### [PROVIDED MATERIAL]
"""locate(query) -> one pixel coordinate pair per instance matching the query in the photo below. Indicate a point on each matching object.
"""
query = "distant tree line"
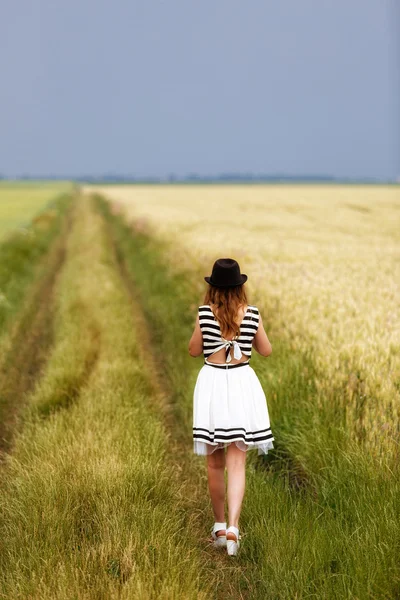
(196, 178)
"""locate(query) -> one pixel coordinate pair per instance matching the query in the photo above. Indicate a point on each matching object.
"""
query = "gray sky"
(149, 87)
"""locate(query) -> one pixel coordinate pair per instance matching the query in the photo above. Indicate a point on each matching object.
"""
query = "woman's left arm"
(196, 341)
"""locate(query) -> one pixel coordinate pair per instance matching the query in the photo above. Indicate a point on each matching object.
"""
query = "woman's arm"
(261, 342)
(196, 341)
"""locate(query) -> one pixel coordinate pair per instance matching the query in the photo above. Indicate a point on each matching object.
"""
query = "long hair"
(227, 301)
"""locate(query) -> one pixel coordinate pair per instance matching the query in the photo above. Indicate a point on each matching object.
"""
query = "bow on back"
(228, 344)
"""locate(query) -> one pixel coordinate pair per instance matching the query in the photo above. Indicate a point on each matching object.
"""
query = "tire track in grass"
(91, 503)
(30, 340)
(231, 580)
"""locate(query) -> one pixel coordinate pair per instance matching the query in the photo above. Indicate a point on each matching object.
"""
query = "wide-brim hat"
(226, 273)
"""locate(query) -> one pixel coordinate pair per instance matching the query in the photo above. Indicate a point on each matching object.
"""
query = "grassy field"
(21, 201)
(323, 267)
(101, 495)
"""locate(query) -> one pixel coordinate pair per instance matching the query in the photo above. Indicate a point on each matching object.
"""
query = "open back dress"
(229, 403)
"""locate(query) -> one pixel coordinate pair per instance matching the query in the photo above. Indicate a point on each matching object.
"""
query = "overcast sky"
(150, 88)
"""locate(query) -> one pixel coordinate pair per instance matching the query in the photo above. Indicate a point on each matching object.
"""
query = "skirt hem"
(206, 448)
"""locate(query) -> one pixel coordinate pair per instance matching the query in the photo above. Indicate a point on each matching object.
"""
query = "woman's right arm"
(261, 342)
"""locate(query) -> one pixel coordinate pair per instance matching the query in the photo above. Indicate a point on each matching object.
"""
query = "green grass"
(92, 504)
(320, 516)
(102, 497)
(21, 253)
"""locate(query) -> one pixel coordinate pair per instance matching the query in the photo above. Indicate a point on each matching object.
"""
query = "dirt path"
(234, 577)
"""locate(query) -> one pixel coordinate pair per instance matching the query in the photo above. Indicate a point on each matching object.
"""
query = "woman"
(229, 405)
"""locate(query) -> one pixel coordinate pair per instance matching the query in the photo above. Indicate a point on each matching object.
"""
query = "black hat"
(226, 273)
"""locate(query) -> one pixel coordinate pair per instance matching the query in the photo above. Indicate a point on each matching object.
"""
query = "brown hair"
(227, 301)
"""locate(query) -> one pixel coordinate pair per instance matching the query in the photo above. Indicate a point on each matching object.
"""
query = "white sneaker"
(232, 540)
(219, 541)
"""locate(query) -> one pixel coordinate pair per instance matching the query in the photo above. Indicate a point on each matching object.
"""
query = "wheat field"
(323, 264)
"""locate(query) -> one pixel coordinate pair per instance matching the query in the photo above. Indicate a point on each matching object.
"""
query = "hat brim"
(243, 280)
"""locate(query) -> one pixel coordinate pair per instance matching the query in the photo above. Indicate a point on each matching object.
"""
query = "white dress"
(229, 403)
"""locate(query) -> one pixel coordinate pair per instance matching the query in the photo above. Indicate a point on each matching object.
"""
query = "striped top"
(212, 337)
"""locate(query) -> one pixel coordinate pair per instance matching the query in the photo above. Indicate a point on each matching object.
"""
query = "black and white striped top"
(212, 337)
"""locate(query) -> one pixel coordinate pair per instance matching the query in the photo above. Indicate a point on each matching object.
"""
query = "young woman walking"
(229, 405)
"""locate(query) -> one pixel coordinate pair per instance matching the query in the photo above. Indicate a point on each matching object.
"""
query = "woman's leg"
(236, 467)
(216, 483)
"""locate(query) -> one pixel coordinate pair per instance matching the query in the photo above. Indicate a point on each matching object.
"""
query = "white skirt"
(229, 405)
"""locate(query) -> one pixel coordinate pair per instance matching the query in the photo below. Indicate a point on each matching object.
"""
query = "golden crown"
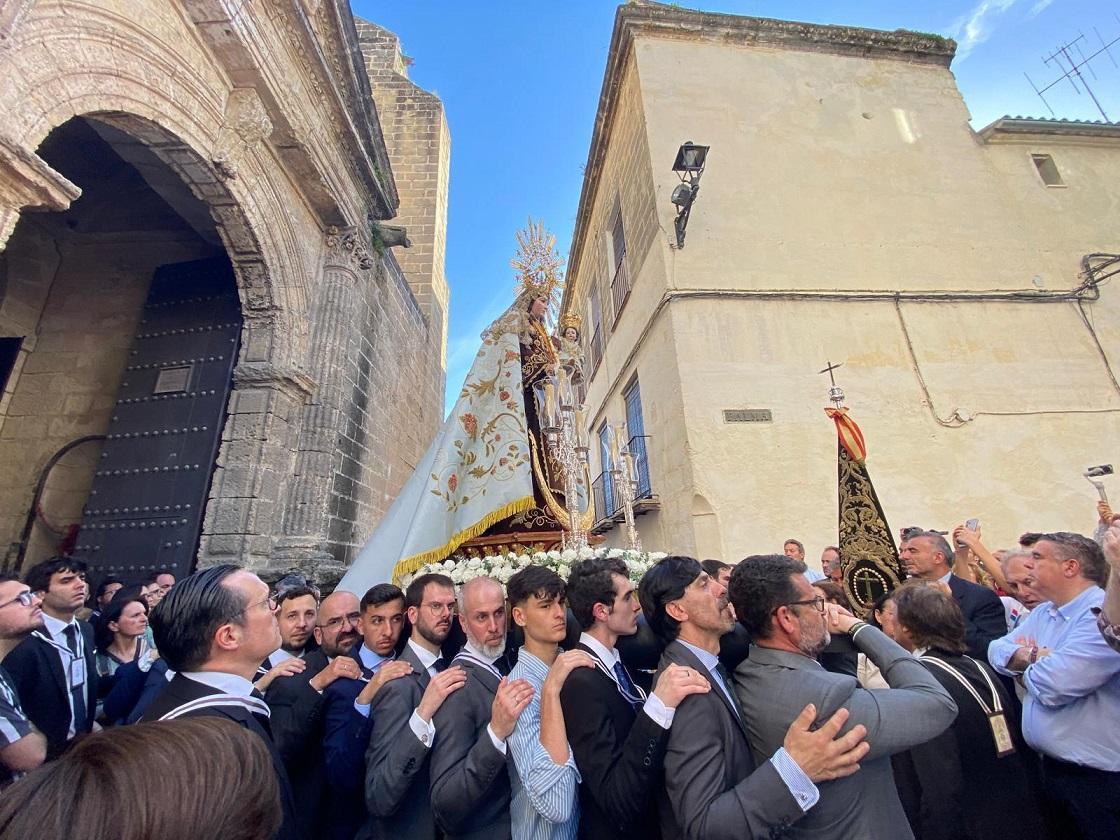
(537, 262)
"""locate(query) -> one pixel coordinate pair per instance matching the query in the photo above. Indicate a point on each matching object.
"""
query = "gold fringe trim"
(410, 565)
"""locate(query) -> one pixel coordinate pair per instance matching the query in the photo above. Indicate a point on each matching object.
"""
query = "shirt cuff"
(659, 712)
(800, 785)
(498, 744)
(423, 730)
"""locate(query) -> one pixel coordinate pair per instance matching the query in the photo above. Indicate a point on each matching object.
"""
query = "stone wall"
(417, 137)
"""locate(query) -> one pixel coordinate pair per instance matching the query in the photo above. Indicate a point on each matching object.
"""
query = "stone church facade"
(212, 348)
(848, 213)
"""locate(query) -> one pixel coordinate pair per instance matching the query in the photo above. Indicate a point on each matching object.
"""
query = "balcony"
(607, 495)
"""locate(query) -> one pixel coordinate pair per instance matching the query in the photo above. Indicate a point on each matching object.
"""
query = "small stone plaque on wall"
(747, 416)
(173, 380)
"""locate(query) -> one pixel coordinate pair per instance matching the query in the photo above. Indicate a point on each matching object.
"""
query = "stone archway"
(203, 220)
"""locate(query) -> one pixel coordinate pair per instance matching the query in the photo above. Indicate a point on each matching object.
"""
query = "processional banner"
(868, 557)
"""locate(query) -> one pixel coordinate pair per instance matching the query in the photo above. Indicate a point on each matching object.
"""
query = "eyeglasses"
(818, 603)
(338, 621)
(270, 600)
(26, 598)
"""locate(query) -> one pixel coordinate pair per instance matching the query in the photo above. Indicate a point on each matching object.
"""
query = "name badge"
(77, 673)
(1004, 744)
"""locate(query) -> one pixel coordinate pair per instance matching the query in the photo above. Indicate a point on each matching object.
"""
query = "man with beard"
(469, 782)
(714, 786)
(790, 624)
(296, 616)
(397, 777)
(21, 747)
(53, 669)
(297, 705)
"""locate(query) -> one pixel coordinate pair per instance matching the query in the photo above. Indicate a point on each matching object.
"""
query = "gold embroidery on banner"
(867, 548)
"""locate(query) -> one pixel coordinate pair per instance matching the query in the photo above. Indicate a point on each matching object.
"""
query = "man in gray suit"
(397, 761)
(790, 624)
(715, 787)
(469, 782)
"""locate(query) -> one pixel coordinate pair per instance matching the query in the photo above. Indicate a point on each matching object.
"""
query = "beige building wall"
(849, 213)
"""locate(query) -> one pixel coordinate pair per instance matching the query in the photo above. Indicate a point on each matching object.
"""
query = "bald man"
(296, 702)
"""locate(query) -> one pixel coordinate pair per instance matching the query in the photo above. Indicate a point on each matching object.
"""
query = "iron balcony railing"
(605, 492)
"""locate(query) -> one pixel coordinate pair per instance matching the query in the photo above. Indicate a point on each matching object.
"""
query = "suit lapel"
(409, 655)
(682, 655)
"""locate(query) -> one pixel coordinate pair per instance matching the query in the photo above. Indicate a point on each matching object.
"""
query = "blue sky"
(521, 82)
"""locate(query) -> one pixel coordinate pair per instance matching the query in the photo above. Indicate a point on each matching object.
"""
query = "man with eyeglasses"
(54, 668)
(22, 747)
(213, 630)
(297, 705)
(397, 777)
(714, 786)
(790, 624)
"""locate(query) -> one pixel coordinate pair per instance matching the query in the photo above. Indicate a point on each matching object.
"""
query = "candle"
(549, 403)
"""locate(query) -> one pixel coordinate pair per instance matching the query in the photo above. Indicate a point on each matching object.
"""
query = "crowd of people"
(978, 699)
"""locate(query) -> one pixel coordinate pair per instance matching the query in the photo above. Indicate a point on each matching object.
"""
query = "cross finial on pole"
(836, 393)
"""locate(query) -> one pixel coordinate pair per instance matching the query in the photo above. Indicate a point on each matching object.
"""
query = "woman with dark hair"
(970, 782)
(176, 780)
(121, 635)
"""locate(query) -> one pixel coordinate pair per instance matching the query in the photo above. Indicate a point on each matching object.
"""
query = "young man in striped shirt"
(544, 804)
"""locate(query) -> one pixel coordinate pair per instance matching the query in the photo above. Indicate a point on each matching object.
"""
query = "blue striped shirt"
(544, 803)
(1073, 694)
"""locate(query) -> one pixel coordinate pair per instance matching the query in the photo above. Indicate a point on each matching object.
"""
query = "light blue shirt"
(544, 804)
(1072, 699)
(800, 784)
(373, 662)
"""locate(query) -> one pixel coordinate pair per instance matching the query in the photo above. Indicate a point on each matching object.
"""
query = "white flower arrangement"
(503, 567)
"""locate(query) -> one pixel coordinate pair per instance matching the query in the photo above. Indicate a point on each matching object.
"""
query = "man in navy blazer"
(929, 556)
(346, 721)
(54, 669)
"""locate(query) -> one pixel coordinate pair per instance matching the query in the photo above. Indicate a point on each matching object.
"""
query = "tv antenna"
(1070, 58)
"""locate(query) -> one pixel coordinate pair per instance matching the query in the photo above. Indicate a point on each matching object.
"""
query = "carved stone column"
(307, 513)
(26, 180)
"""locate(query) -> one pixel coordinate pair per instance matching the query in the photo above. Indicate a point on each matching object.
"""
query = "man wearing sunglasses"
(22, 748)
(790, 624)
(213, 630)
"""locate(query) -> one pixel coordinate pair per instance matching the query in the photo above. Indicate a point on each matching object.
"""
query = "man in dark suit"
(213, 628)
(54, 669)
(715, 789)
(617, 734)
(927, 556)
(469, 782)
(296, 702)
(397, 778)
(790, 624)
(346, 721)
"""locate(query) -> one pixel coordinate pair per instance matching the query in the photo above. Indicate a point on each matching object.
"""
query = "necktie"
(627, 686)
(77, 692)
(729, 688)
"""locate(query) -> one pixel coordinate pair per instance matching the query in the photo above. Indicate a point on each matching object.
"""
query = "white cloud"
(1038, 8)
(978, 25)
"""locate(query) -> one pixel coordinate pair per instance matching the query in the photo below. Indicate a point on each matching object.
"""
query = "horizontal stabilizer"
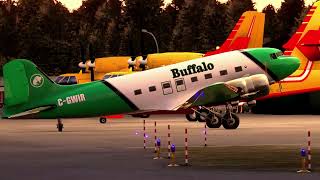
(31, 112)
(310, 45)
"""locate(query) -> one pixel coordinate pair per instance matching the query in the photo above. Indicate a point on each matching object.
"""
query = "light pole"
(154, 38)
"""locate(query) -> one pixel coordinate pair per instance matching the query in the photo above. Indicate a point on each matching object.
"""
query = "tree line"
(47, 33)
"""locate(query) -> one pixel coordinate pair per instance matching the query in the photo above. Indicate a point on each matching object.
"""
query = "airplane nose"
(287, 67)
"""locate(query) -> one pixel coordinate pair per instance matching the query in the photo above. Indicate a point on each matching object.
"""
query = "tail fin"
(24, 84)
(305, 44)
(248, 33)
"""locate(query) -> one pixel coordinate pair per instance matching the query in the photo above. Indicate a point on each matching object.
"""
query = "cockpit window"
(58, 79)
(273, 56)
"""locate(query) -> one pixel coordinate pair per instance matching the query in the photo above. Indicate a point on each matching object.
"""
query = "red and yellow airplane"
(299, 93)
(247, 33)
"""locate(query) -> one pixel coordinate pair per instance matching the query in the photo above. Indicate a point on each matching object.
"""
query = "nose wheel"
(192, 117)
(230, 121)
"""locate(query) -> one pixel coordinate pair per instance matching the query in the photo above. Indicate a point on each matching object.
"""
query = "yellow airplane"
(247, 33)
(299, 93)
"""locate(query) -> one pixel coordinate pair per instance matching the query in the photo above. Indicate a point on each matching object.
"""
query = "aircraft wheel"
(213, 121)
(192, 117)
(203, 115)
(103, 120)
(230, 121)
(60, 127)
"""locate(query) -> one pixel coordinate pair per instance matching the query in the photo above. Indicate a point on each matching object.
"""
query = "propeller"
(279, 82)
(132, 60)
(82, 64)
(91, 64)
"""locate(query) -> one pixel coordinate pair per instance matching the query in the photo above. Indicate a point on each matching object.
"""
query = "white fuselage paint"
(157, 100)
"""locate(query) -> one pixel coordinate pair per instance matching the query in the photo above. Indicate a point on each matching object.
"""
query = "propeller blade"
(132, 61)
(82, 64)
(92, 61)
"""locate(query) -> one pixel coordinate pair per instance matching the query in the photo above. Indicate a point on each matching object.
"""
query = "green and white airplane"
(213, 80)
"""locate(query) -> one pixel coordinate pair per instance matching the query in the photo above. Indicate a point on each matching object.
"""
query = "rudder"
(24, 81)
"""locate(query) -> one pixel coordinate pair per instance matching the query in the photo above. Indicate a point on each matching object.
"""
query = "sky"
(260, 4)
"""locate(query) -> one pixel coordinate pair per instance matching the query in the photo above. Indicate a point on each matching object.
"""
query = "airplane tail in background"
(247, 33)
(24, 84)
(305, 44)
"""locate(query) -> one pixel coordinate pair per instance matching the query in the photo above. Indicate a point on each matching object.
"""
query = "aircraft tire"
(231, 123)
(60, 127)
(103, 120)
(203, 115)
(191, 117)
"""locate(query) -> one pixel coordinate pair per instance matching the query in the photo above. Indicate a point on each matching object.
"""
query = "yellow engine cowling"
(111, 64)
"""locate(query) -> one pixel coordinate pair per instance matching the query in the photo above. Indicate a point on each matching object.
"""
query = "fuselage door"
(180, 84)
(167, 88)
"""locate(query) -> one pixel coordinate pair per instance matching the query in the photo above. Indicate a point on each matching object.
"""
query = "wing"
(31, 112)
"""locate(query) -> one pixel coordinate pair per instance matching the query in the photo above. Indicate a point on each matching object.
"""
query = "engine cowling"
(252, 86)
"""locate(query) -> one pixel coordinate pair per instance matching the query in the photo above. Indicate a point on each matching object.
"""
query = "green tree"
(186, 34)
(288, 15)
(213, 26)
(140, 15)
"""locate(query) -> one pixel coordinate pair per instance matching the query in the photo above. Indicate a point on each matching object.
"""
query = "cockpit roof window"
(273, 56)
(276, 55)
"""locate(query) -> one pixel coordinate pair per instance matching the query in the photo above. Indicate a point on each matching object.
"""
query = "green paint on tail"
(28, 89)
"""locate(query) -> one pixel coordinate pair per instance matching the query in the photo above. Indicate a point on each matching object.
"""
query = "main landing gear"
(214, 118)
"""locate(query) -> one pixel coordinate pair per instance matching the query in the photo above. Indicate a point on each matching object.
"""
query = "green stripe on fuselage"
(87, 100)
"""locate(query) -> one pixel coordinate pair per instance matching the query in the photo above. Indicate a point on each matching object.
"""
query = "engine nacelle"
(131, 62)
(252, 86)
(91, 65)
(82, 65)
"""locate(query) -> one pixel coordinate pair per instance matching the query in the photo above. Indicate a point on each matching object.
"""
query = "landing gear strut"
(214, 119)
(230, 120)
(60, 125)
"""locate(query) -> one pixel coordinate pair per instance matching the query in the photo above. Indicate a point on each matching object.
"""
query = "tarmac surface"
(33, 149)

### [REQUIRED WORK]
Counting through the listing above, how many lines contain the string "woman"? Reply with the number only.

### [COMPLETE ANSWER]
7